Start of Document extract

Typically, when a researcher wants to determine the linear relationship between the target and one or more predictors, the one test that would occur to the researcher is the linear regression model.
Linear regression attempts to analyse whether one or more predictor variables explain the dependent variables. While one variable is considered to be explanatory, the other is deemed to be a dependent variable. The linear regression line represented by, Y = a + bX, where ‘Y’ is the dependent variable, ‘X’ is an explanatory variable, ‘a’ is the intercept and ‘b’ is the slope.
For instance, a researcher would want to relate the heights of individuals to their weights using this test. Prior to trying to fit a linear model to observed data, the researcher must investigate whether there is a relationship between the interested variables. To determine this, a scatterplot is used. If no association between the explanatory and dependent variables exists, then fitting a linear regression model to the data will not deliver a useful model.
The numerical measure of association between two variables is known as the correlation coefficient, and the value lies between -1 and 1.
The linear regression test has five key assumptions
- Linearity relationship between independent & dependent variable
- Statistical independence of errors (no correlation between consecutive errors particular in time series data)
- Homoscedasticity of errors
- Normality of error distribution
- No or little multicollinearity
If any of these assumptions are violated, then the scientific insights, forecasts yielded may be inefficient or biased/misleading. Therefore, it becomes a mandate to diagnose the assumptions and find the right solution.

End of Document extract
Start of Extracted records

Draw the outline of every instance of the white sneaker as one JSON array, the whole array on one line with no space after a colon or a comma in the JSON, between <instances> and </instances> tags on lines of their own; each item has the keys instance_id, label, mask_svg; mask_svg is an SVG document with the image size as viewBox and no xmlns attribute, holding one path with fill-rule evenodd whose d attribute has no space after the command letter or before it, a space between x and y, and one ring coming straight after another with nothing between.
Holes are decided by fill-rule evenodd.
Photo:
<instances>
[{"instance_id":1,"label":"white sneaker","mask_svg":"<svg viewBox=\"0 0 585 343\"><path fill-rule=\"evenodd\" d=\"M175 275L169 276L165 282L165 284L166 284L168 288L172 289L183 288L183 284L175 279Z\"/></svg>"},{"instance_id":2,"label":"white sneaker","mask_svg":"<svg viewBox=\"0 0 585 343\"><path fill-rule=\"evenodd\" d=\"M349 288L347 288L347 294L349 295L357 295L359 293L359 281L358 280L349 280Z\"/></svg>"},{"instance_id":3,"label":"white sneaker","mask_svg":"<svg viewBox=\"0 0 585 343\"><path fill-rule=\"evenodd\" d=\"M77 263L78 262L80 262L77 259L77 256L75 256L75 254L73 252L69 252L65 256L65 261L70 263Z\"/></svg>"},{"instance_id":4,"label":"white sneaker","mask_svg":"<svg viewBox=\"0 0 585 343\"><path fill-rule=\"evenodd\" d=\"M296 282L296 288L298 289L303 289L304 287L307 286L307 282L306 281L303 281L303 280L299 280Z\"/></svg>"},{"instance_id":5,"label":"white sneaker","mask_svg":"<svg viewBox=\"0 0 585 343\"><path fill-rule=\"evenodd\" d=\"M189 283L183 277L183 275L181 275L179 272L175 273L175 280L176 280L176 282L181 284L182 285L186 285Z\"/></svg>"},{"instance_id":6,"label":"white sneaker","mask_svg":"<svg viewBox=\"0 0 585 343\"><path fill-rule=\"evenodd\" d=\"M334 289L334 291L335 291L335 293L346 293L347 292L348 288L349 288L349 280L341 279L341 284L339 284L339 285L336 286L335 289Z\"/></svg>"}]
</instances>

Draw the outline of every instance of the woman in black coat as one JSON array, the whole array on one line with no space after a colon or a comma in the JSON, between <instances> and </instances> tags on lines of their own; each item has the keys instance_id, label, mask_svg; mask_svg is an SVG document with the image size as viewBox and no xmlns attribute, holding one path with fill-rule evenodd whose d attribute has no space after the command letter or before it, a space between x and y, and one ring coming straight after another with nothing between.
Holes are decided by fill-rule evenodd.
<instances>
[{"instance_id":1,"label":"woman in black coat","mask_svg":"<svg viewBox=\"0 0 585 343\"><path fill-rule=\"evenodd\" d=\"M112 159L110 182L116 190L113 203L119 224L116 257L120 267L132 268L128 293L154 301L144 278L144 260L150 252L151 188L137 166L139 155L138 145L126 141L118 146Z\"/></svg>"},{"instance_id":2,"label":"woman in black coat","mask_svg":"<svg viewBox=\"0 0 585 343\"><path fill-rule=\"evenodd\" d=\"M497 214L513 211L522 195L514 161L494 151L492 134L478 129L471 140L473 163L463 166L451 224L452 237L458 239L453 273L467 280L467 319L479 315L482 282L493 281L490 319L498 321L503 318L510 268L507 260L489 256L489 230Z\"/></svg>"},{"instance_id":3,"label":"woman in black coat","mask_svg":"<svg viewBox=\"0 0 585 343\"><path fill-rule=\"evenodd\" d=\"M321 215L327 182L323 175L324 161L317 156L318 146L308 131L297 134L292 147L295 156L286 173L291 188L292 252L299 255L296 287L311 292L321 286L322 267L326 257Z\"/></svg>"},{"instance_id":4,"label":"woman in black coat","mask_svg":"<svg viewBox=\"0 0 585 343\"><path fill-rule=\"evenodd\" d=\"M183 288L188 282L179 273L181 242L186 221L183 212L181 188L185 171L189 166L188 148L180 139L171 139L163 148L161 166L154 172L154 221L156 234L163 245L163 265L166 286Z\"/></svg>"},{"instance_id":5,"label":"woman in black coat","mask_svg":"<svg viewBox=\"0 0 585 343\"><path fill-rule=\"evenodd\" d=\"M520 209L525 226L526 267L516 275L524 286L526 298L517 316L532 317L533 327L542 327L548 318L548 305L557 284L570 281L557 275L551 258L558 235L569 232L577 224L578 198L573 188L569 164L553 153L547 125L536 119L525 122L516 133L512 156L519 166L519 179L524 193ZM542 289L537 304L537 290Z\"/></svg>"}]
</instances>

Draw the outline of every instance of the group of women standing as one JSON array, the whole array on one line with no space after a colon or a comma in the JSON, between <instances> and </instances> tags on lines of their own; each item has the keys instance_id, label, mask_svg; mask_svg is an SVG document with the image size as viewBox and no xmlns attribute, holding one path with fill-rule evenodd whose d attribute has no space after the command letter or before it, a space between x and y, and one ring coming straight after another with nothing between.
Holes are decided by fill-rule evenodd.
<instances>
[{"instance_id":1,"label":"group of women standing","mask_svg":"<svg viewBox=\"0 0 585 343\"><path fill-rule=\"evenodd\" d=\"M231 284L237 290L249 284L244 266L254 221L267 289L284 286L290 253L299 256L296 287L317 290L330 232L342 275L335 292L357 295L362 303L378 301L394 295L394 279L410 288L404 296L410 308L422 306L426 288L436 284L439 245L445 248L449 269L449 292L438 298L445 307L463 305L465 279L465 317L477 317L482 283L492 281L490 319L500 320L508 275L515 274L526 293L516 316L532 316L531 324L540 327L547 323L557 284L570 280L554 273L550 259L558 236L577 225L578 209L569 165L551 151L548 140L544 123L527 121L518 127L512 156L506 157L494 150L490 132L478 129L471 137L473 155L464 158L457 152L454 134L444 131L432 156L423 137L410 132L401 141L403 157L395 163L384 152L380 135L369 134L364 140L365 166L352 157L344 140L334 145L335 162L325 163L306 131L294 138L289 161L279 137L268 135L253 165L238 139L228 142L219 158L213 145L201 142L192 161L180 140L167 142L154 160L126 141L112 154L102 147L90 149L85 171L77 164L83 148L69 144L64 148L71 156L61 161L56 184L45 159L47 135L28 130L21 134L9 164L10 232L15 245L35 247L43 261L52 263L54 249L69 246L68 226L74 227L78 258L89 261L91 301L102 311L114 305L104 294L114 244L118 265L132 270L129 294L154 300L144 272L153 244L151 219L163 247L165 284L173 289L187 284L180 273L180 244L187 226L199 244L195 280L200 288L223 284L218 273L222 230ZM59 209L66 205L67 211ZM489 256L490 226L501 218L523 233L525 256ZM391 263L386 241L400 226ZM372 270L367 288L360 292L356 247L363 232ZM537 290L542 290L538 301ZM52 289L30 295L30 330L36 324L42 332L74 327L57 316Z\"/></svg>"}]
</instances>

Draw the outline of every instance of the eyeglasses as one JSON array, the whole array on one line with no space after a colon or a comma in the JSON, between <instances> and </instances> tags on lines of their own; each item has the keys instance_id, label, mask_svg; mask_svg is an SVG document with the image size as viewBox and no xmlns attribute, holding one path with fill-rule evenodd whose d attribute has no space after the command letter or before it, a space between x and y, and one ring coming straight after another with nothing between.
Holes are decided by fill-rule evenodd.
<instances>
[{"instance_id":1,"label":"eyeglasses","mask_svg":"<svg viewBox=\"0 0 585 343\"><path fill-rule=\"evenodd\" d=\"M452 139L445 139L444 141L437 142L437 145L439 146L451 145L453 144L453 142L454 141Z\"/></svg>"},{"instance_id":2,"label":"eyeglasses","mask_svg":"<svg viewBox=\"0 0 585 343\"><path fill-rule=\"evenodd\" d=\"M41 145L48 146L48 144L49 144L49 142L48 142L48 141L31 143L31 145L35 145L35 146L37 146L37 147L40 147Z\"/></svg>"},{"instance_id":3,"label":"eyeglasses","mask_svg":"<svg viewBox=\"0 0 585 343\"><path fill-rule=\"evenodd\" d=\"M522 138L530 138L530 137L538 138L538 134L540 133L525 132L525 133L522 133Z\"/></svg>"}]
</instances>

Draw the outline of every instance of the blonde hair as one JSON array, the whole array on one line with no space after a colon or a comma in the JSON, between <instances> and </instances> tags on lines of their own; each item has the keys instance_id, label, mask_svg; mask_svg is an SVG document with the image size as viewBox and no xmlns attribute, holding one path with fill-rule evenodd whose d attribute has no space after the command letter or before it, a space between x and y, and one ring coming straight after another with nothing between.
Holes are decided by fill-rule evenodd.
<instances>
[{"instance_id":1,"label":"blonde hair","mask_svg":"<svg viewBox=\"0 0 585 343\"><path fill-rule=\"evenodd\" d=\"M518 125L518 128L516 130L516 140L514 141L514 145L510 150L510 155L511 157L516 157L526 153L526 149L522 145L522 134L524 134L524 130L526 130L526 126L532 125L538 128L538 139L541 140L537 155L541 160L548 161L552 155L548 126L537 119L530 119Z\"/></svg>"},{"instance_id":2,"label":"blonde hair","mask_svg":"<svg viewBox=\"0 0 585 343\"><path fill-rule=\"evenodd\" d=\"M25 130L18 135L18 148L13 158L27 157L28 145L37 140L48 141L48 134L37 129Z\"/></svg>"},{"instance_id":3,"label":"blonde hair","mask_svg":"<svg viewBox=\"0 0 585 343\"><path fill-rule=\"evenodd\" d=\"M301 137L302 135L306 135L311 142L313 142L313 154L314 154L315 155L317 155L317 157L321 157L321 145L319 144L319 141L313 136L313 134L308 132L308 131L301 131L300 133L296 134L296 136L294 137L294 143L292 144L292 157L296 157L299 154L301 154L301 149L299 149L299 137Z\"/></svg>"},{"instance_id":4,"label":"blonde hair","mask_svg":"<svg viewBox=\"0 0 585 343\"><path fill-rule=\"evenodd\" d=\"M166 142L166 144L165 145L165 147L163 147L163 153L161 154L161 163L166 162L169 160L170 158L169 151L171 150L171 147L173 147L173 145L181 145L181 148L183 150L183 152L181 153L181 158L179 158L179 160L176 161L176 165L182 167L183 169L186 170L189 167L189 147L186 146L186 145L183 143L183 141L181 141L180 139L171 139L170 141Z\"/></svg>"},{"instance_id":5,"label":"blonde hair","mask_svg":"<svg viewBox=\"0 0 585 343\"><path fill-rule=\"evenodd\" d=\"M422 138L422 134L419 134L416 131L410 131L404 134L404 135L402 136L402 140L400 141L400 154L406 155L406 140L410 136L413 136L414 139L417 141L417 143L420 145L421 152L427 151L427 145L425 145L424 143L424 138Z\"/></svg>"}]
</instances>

End of Extracted records

__Task 1__. List the key assumptions of the linear regression test that the text on linear regression gives.
__Task 2__. The text on linear regression says a researcher must check for a relationship between the variables before fitting a linear model. Explain why, in one to three sentences.
__Task 3__. Continue the text on linear regression and its assumptions from its last sentence.

__Answer 1__.
- Linearity relationship between independent & dependent variable
- Statistical independence of errors (no correlation between consecutive errors particular in time series data)
- Homoscedasticity of errors
- Normality of error distribution
- No or little multicollinearity

__Answer 2__. A researcher must first check, with a scatterplot, whether the explanatory and dependent variables are associated. If no association exists, fitting a linear regression model to the data will not deliver a useful model.

__Answer 3__.
Diagnosis – Non-linearity is evident in the plot of residuals vs predicted values or observed vs predicted values. The points must be symmetrically distributed around a horizontal line in the former plot, whereas in the latter plot it must be distributed around a diagonal line. This is followed by careful investigation for evidence of a ‘bowed’ pattern, implying that during large or small predictions, the model makes systematic errors.
Solution – The best way to fix the violated assumption is incorporating a nonlinear transformation to the dependent and/or independent variables. For example, if the data is positive, you can consider the log transformation as an option. Applying a log transformation to the dependent variable is equivalent to an assumption of growing or decaying of the dependent variable exponentially as a function of the independent variables. Applying it to the dependent as well as the independent variables is equivalent to an assumption that the impact of the independent variables are multiplicative and not additive in their original units. This indicates that a small percentage change in any one of the independent variables results in proportional percentage change in the desired value of the dependent variable.
- Violation of independence
Diagnosis – Investigate residual time series plot (residuals vs row number) and a residual autocorrelations. Residual autocorrelations must fall within the 95% confidence bands around zero ( i.e., nearest plus-or-minus values to zero). Look for significant correlations at the first lags and in the vicinity of the seasonal period as they are fixable.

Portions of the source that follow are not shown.